**Task input:**
┌────────

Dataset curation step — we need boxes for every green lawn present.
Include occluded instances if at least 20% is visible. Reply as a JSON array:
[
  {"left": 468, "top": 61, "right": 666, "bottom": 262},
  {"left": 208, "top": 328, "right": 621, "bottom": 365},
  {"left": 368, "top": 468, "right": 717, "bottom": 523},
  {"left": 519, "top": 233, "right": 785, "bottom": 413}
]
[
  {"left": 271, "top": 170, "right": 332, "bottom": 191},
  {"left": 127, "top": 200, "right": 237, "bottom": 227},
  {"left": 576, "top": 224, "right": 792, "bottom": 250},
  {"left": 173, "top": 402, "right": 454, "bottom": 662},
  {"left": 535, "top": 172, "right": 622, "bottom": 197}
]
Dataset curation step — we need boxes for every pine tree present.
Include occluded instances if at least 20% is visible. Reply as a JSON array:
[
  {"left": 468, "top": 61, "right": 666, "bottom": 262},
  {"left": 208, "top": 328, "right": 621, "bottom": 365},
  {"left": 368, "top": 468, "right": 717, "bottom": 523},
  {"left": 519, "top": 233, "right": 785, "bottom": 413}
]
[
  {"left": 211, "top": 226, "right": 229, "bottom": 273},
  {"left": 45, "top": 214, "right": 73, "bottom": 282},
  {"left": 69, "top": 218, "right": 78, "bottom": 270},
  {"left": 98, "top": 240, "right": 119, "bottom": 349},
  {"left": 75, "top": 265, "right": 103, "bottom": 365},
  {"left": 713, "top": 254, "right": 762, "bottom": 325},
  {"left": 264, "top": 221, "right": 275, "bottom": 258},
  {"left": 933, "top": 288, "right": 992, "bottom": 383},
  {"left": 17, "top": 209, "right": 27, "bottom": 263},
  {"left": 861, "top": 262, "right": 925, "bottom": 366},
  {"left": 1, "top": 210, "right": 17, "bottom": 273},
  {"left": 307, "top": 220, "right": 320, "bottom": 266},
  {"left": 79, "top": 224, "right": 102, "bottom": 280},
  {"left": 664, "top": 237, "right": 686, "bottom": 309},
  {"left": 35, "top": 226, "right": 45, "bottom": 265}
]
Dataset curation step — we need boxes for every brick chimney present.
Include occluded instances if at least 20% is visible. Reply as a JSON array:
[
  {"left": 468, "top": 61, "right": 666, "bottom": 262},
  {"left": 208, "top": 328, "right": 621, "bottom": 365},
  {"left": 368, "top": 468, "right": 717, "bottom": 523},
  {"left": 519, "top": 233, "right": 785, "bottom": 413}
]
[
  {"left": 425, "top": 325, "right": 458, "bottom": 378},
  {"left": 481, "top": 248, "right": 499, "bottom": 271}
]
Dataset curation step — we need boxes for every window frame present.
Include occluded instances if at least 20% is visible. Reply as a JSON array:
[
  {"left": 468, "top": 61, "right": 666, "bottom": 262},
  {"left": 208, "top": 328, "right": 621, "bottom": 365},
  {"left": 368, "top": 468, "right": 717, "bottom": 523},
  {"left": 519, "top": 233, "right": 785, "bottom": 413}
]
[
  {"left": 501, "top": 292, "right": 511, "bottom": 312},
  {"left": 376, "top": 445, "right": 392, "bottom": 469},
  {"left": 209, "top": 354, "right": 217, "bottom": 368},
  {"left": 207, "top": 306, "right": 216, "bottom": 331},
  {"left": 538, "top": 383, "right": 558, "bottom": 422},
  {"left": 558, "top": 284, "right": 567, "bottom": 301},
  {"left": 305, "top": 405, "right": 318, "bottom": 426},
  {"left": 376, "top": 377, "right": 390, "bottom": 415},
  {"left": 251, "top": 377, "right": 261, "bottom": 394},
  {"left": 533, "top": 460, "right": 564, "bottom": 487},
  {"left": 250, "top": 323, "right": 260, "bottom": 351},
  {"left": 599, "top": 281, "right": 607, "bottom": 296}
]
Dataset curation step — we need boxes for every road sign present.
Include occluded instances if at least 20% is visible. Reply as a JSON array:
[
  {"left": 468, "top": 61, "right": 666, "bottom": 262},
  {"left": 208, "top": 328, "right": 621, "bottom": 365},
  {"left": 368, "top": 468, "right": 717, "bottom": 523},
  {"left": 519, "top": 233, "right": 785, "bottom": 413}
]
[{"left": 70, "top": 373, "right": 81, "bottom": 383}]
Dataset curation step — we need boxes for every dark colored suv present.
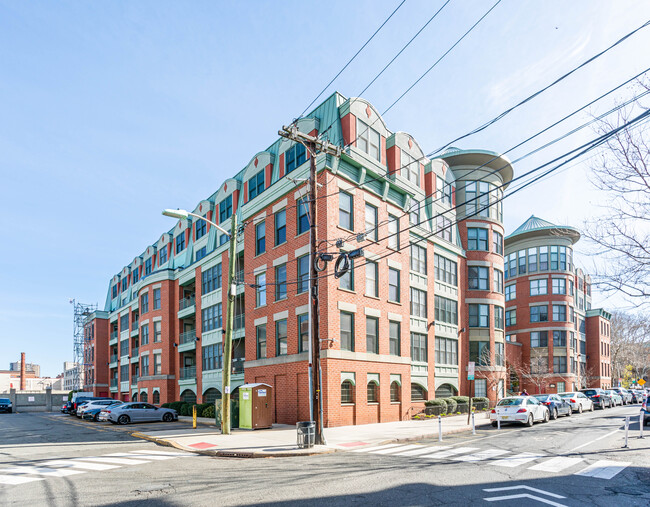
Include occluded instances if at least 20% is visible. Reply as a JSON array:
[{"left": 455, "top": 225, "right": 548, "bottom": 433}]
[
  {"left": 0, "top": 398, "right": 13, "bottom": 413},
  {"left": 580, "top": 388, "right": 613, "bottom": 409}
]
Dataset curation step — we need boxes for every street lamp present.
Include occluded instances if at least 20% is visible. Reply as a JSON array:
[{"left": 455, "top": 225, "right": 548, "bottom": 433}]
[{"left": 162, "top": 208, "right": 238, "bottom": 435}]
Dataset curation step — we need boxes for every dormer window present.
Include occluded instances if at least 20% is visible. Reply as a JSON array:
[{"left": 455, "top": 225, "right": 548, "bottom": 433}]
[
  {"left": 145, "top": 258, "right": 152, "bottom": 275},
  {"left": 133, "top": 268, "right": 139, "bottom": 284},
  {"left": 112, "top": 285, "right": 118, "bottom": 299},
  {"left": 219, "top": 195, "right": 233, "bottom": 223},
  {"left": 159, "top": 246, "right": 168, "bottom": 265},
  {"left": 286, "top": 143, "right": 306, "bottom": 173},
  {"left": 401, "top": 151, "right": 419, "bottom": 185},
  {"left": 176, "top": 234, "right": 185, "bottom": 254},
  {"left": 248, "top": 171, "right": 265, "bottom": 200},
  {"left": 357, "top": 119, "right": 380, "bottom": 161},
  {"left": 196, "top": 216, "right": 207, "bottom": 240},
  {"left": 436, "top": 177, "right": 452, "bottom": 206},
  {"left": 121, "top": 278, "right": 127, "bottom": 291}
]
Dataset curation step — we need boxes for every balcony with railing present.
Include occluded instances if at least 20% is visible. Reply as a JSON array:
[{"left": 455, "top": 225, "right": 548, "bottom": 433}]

└────────

**Task directions:** The entries above need to be printed again exactly; please exclude all pictures.

**Response to this exercise:**
Dataset curation step — we need boxes for every green lawn present.
Include occluded instances if at least 20% is visible. Reply as a JSON array:
[
  {"left": 468, "top": 61, "right": 666, "bottom": 262},
  {"left": 208, "top": 328, "right": 621, "bottom": 365},
  {"left": 368, "top": 468, "right": 717, "bottom": 523},
  {"left": 519, "top": 233, "right": 785, "bottom": 413}
]
[
  {"left": 271, "top": 170, "right": 332, "bottom": 191},
  {"left": 127, "top": 200, "right": 237, "bottom": 227},
  {"left": 576, "top": 224, "right": 792, "bottom": 250},
  {"left": 173, "top": 402, "right": 454, "bottom": 662},
  {"left": 535, "top": 172, "right": 622, "bottom": 197}
]
Dataset curation step — we need boxes for every pine tree present.
Include occluded instances if at least 20% is visible. Reply as a JSON array:
[
  {"left": 468, "top": 61, "right": 666, "bottom": 262},
  {"left": 208, "top": 328, "right": 621, "bottom": 365},
  {"left": 368, "top": 468, "right": 717, "bottom": 523},
  {"left": 519, "top": 233, "right": 785, "bottom": 413}
]
[
  {"left": 211, "top": 226, "right": 229, "bottom": 273},
  {"left": 45, "top": 214, "right": 73, "bottom": 282},
  {"left": 69, "top": 218, "right": 78, "bottom": 270},
  {"left": 98, "top": 240, "right": 119, "bottom": 349},
  {"left": 75, "top": 265, "right": 103, "bottom": 365},
  {"left": 713, "top": 254, "right": 762, "bottom": 325},
  {"left": 264, "top": 221, "right": 275, "bottom": 258},
  {"left": 933, "top": 288, "right": 992, "bottom": 383},
  {"left": 17, "top": 209, "right": 27, "bottom": 263},
  {"left": 861, "top": 262, "right": 925, "bottom": 366},
  {"left": 1, "top": 210, "right": 17, "bottom": 273},
  {"left": 307, "top": 220, "right": 320, "bottom": 266},
  {"left": 79, "top": 224, "right": 102, "bottom": 280},
  {"left": 664, "top": 237, "right": 686, "bottom": 309},
  {"left": 35, "top": 226, "right": 45, "bottom": 265}
]
Dataset curation step — we need boxes for every brick chimney present.
Include occluded instances if at least 20% is visible. Reply as a JSON array:
[
  {"left": 468, "top": 61, "right": 666, "bottom": 262},
  {"left": 208, "top": 328, "right": 621, "bottom": 365},
  {"left": 368, "top": 468, "right": 717, "bottom": 523},
  {"left": 519, "top": 233, "right": 785, "bottom": 413}
]
[
  {"left": 425, "top": 325, "right": 458, "bottom": 378},
  {"left": 481, "top": 248, "right": 499, "bottom": 271}
]
Dataset curation step — we need boxes for every window frame present.
Include occluded instances if at least 20% is visible. Reply as a JSON array:
[
  {"left": 468, "top": 61, "right": 666, "bottom": 262},
  {"left": 208, "top": 328, "right": 621, "bottom": 365},
  {"left": 368, "top": 468, "right": 717, "bottom": 523},
  {"left": 519, "top": 233, "right": 785, "bottom": 413}
]
[
  {"left": 501, "top": 292, "right": 511, "bottom": 312},
  {"left": 376, "top": 445, "right": 392, "bottom": 469},
  {"left": 209, "top": 354, "right": 217, "bottom": 368},
  {"left": 207, "top": 306, "right": 216, "bottom": 331},
  {"left": 538, "top": 383, "right": 558, "bottom": 422},
  {"left": 558, "top": 284, "right": 567, "bottom": 301},
  {"left": 305, "top": 405, "right": 318, "bottom": 426},
  {"left": 376, "top": 377, "right": 390, "bottom": 415},
  {"left": 251, "top": 377, "right": 261, "bottom": 394},
  {"left": 533, "top": 460, "right": 564, "bottom": 487},
  {"left": 250, "top": 323, "right": 260, "bottom": 351},
  {"left": 599, "top": 281, "right": 607, "bottom": 296}
]
Dataset curation step — we need boxes for every road sign present.
Include occluded instances if at least 20% is visible. Reply as a JSON array:
[
  {"left": 468, "top": 61, "right": 666, "bottom": 262},
  {"left": 208, "top": 328, "right": 621, "bottom": 365},
  {"left": 368, "top": 468, "right": 717, "bottom": 523},
  {"left": 519, "top": 233, "right": 785, "bottom": 413}
]
[{"left": 70, "top": 373, "right": 81, "bottom": 383}]
Dataset curation step — we need boxes for every dark colored suv present.
Include occluded instances if at least 20% is visible. Reply as a JSON array:
[{"left": 455, "top": 225, "right": 548, "bottom": 433}]
[
  {"left": 0, "top": 398, "right": 13, "bottom": 413},
  {"left": 580, "top": 388, "right": 613, "bottom": 409}
]
Dataset curation step — we need boxes for every street lamp present.
Include occluded instances if at least 20% is visible. Reply as a JSON array:
[{"left": 455, "top": 225, "right": 548, "bottom": 433}]
[{"left": 162, "top": 208, "right": 238, "bottom": 435}]
Dataset curation step — we need boxes for every dormer window present.
Include occluded instances if at least 20% is visible. Reply as a JSON array:
[{"left": 455, "top": 225, "right": 548, "bottom": 433}]
[
  {"left": 145, "top": 258, "right": 152, "bottom": 275},
  {"left": 133, "top": 268, "right": 139, "bottom": 284},
  {"left": 112, "top": 285, "right": 118, "bottom": 299},
  {"left": 219, "top": 195, "right": 233, "bottom": 223},
  {"left": 159, "top": 246, "right": 168, "bottom": 265},
  {"left": 286, "top": 143, "right": 306, "bottom": 173},
  {"left": 401, "top": 151, "right": 419, "bottom": 185},
  {"left": 176, "top": 234, "right": 185, "bottom": 254},
  {"left": 248, "top": 171, "right": 265, "bottom": 200},
  {"left": 357, "top": 119, "right": 380, "bottom": 161},
  {"left": 196, "top": 216, "right": 207, "bottom": 240},
  {"left": 436, "top": 177, "right": 452, "bottom": 206},
  {"left": 121, "top": 278, "right": 127, "bottom": 291}
]
Dataset curation step — we need boxes for every balcony with railing present.
Include occluded instances if at least 20% is visible. Reply as a JSON array:
[{"left": 455, "top": 225, "right": 548, "bottom": 433}]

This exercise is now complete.